## Start
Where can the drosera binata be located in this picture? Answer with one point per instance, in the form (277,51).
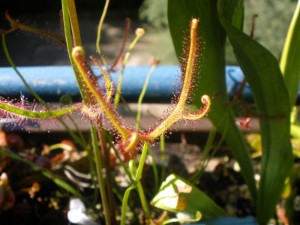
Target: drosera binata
(129,139)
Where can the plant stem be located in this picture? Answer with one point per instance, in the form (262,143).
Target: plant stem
(100,177)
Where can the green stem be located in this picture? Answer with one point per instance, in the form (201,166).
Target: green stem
(39,114)
(125,204)
(99,32)
(100,177)
(138,177)
(142,95)
(126,58)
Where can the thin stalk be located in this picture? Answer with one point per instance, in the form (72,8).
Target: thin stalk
(138,177)
(111,114)
(28,113)
(138,34)
(142,95)
(109,185)
(162,149)
(100,177)
(74,23)
(100,25)
(125,204)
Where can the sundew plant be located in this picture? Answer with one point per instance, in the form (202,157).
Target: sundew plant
(98,104)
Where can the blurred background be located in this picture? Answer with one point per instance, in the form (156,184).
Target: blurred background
(28,50)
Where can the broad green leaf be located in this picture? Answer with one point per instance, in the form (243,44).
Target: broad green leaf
(177,195)
(289,62)
(210,78)
(272,101)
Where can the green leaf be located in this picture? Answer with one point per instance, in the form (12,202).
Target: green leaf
(272,101)
(210,78)
(177,195)
(289,62)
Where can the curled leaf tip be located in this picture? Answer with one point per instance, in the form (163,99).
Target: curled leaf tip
(205,99)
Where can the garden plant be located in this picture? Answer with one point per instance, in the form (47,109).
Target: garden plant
(203,92)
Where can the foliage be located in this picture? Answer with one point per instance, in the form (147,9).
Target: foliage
(97,104)
(273,102)
(202,60)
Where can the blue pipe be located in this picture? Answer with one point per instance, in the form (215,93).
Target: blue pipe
(53,82)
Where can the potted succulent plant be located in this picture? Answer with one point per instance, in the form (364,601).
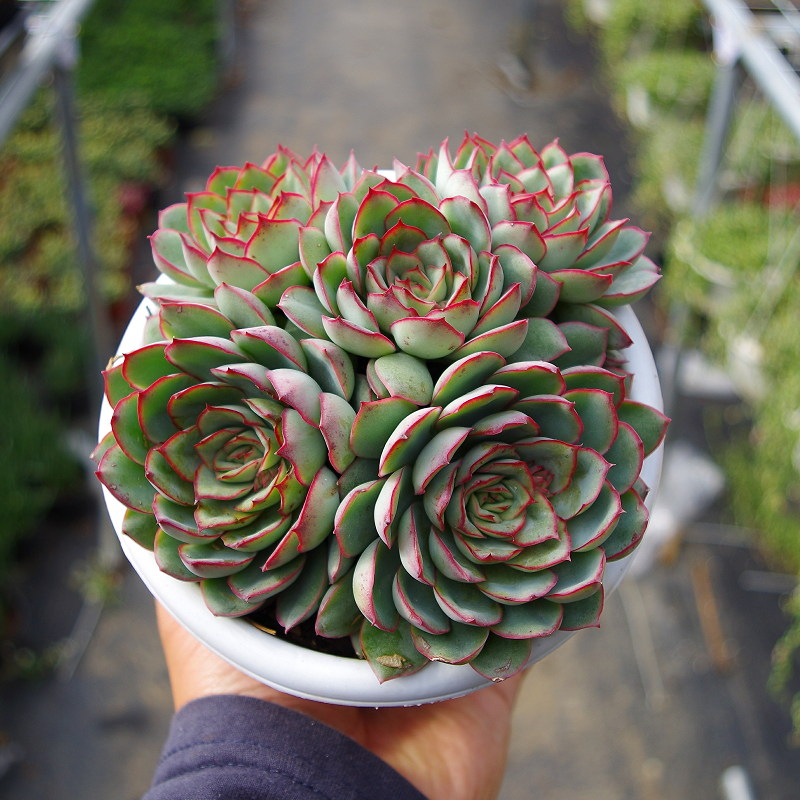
## End
The problem -
Make a numbered list of the lines from the one containing "Where can the green leaf" through the end of the records, both ends included. Leave out blank lines and pictures.

Solution to this problem -
1. Where can the green leaf be located in this picture? Answer with one point per instance, in the form (12,202).
2. Target: green leaf
3. (272,101)
4. (210,78)
5. (177,195)
6. (289,62)
7. Where can the curled leaf tip be located in this picture? Answer with one point per instance, in the form (163,99).
8. Target: curled leaf tip
9. (205,99)
10. Where can the garden plant be located in this picture? Answer with one point per instance, in the form (47,109).
11. Target: garden plant
12. (203,92)
13. Where can the foliage be located in this picture? Answer with one point per instance, in the form (147,9).
14. Target: foliage
15. (97,104)
16. (273,102)
17. (202,60)
18. Where can the blue pipe be located in this picture? Answer with one point per instance, in the form (215,93).
19. Target: blue pipe
20. (53,82)
21. Where can the potted succulent plant be located in this picture? Answer with one point per instance, in the form (364,601).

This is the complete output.